WORK REQUIRED:
From the data below, copy out word for word every line from the one containing "the hairy stem." through the last line of the data.

ENTRIES SHOWN:

····················

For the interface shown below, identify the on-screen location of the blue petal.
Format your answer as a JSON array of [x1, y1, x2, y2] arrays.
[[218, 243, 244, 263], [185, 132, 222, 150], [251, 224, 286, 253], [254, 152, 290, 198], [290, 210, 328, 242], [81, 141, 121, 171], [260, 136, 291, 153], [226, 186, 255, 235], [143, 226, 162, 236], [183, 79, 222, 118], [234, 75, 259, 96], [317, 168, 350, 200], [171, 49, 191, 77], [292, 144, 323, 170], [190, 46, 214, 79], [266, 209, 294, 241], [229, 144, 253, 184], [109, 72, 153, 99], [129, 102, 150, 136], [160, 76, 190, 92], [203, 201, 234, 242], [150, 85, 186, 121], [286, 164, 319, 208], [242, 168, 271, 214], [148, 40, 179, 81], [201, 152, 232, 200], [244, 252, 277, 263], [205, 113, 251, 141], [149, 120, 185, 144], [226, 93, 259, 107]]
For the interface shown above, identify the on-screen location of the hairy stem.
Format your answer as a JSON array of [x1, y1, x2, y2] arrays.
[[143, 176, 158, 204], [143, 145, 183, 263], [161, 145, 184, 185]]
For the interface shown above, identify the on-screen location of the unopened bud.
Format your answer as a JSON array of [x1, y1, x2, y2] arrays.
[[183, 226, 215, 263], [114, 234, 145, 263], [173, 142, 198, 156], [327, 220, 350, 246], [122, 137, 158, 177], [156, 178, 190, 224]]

····················

TASK SOLUTION:
For the interface shown above, identify the on-screen location of the hairy stem.
Format your answer as a JSON array of [x1, y1, x2, y2] arrays.
[[143, 176, 158, 204], [143, 145, 183, 263], [161, 145, 184, 185]]
For the interface shown above, identify the on-screen location of the unopened bud.
Format your answer as a JSON array of [x1, y1, x2, y2] arrays.
[[183, 226, 215, 263], [114, 234, 145, 263], [173, 142, 198, 156], [327, 220, 350, 246], [122, 137, 158, 177], [156, 178, 190, 224]]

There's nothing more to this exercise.